FRAGMENTO DEL DOCUMENTO
────────────────────

Planes y programas no van a la verdadera razón de estos males, cuando la solución a los costos monetarios y sobre todo los humanos sería fácilmente encontrada. Solo hay una forma de prevención: terminar las guerras, incluidas las ocultas o enmascaradas en conflictos fraticidas, y no iniciar nuevos combates desde la prepotencia, desde la avariciosa pretensión de ser dueños y señores del mundo y de sus riquezas.
Las aspirinas no curan males mayores, los tumores malignos necesitan generosas cirugías radicales.
La cuestión es que el Ejército ha creado un programa para tratar a un millón de soldados, que han participado en las guerras de Iraq y Afganistán, y les cuesta 125 millones de dólares; pero es evidente que sigue en aumento el número de quienes son diagnosticados con PTSD (Desorden de estrés postraumático), prácticamente mil cada semana.
Y en realidad, las entidades de quienes hacen las guerras han producido no un solo programa, sino docenas de ellos. Todo parece indicar que no funcionan, y el propio Pentágono requirió el estudio.
A la conclusión de la ineficacia del costoso programa y esfuerzo del Ejército —llamado Comprensiva buena forma del soldado—, ha llegado un comité de 13 expertos del Instituto de Medicina de las Academias Nacionales —que han sido avalados por los registros del Departamento de Asuntos de los Veteranos—, y entre quienes se encuentra David Rudd, vicerrector de la Universidad de Memphis y toda una autoridad sobre el suicidio entre militares, quien enfatizó: «No hay indicaciones sustantivas de efectividad y lo más importante, no hay evidencia de un impacto duradero».
La situación es que desde que el programa se inició en el año 2009, el número de suicidios se ha incrementando, por lo que no puede verse con optimismo este esquema preventivo que debe enseñar a soldados y sus familiares a mirar con confianza y tranquilidad la vida, cultivar fuertes relaciones sociales y ser emocionalmente flexibles ante las circunstancias.

────────────────────

Datos de señalamiento de regiones:
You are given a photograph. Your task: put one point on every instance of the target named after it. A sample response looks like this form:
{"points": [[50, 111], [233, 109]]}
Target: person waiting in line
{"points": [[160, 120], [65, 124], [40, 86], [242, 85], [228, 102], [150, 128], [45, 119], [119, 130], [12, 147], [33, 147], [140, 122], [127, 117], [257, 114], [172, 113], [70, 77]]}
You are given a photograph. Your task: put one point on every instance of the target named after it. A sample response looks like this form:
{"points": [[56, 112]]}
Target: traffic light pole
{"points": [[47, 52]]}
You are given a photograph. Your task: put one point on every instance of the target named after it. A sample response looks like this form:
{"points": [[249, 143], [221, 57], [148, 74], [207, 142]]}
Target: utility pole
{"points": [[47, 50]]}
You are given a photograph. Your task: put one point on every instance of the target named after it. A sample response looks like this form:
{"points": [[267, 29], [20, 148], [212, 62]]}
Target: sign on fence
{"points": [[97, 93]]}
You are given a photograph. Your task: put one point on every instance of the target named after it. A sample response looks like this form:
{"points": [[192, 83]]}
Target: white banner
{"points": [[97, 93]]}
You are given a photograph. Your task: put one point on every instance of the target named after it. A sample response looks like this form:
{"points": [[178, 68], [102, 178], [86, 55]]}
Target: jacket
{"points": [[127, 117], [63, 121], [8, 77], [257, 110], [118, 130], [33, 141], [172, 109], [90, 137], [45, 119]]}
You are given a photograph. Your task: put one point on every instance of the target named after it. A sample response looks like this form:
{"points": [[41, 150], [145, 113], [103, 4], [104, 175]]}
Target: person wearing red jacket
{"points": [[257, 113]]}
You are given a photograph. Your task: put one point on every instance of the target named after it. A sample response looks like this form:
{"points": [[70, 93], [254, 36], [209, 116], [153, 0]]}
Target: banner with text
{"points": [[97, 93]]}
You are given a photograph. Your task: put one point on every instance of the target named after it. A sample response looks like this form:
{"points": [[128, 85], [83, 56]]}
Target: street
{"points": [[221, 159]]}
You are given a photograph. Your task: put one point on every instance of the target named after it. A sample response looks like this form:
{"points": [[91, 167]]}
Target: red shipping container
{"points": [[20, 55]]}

────────────────────

QUÉ SE PIDE
Reproduce íntegro y sin cambios el fragmento sobre el programa del Ejército. Para resolver esta actividad, utiliza únicamente el fragmento sobre el programa del Ejército.

TU RESPUESTA
Planes y programas no van a la verdadera razón de estos males, cuando la solución a los costos monetarios y sobre todo los humanos sería fácilmente encontrada. Solo hay una forma de prevención: terminar las guerras, incluidas las ocultas o enmascaradas en conflictos fraticidas, y no iniciar nuevos combates desde la prepotencia, desde la avariciosa pretensión de ser dueños y señores del mundo y de sus riquezas.
Las aspirinas no curan males mayores, los tumores malignos necesitan generosas cirugías radicales.
La cuestión es que el Ejército ha creado un programa para tratar a un millón de soldados, que han participado en las guerras de Iraq y Afganistán, y les cuesta 125 millones de dólares; pero es evidente que sigue en aumento el número de quienes son diagnosticados con PTSD (Desorden de estrés postraumático), prácticamente mil cada semana.
Y en realidad, las entidades de quienes hacen las guerras han producido no un solo programa, sino docenas de ellos. Todo parece indicar que no funcionan, y el propio Pentágono requirió el estudio.
A la conclusión de la ineficacia del costoso programa y esfuerzo del Ejército —llamado Comprensiva buena forma del soldado—, ha llegado un comité de 13 expertos del Instituto de Medicina de las Academias Nacionales —que han sido avalados por los registros del Departamento de Asuntos de los Veteranos—, y entre quienes se encuentra David Rudd, vicerrector de la Universidad de Memphis y toda una autoridad sobre el suicidio entre militares, quien enfatizó: «No hay indicaciones sustantivas de efectividad y lo más importante, no hay evidencia de un impacto duradero».
La situación es que desde que el programa se inició en el año 2009, el número de suicidios se ha incrementando, por lo que no puede verse con optimismo este esquema preventivo que debe enseñar a soldados y sus familiares a mirar con confianza y tranquilidad la vida, cultivar fuertes relaciones sociales y ser emocionalmente flexibles ante las circunstancias.